* [AIM OF THE EXERCISE]:
Count the lines below that contain the word "rough". Give only the number.

* [INFORMATION GIVEN]:
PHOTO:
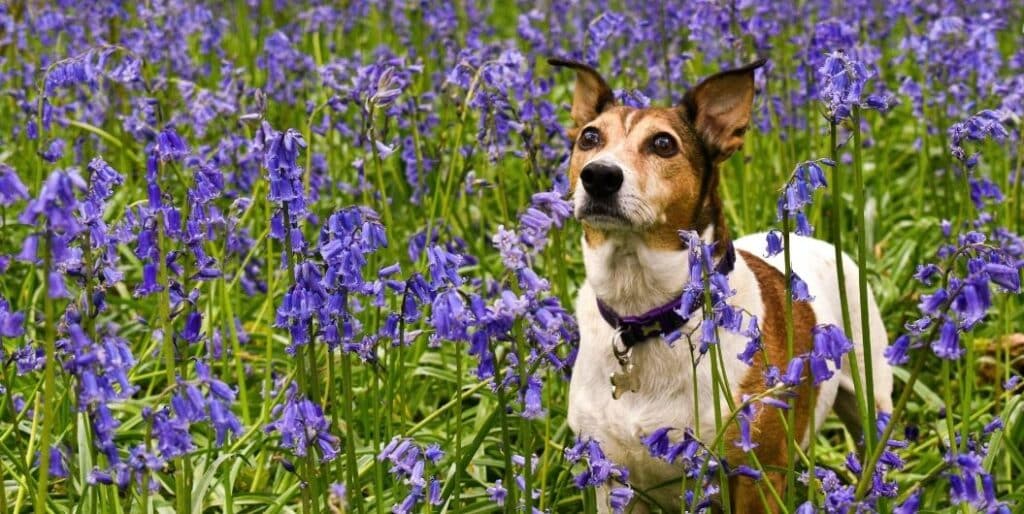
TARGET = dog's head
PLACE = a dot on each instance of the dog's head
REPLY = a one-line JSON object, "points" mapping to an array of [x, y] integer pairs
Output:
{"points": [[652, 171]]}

...

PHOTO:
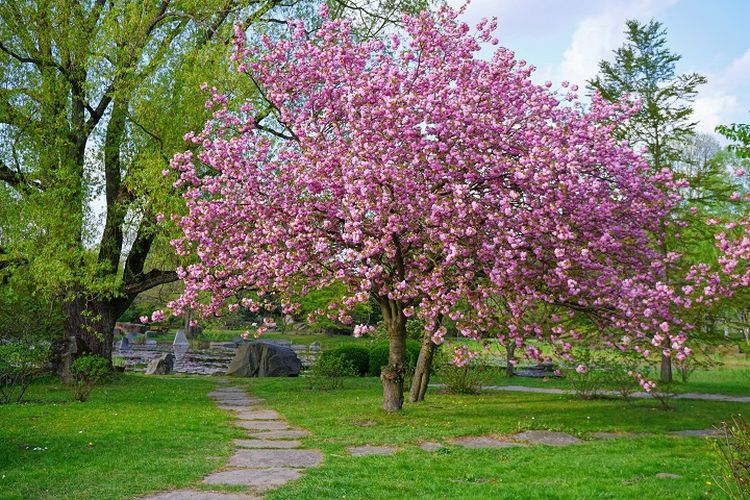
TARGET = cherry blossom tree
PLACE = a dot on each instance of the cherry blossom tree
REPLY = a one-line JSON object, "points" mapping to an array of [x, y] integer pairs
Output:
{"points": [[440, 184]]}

...

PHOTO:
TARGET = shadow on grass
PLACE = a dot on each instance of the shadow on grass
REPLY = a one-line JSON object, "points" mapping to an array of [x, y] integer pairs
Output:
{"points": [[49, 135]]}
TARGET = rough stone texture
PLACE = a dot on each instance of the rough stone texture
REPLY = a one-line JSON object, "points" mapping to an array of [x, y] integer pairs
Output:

* [REPLY]:
2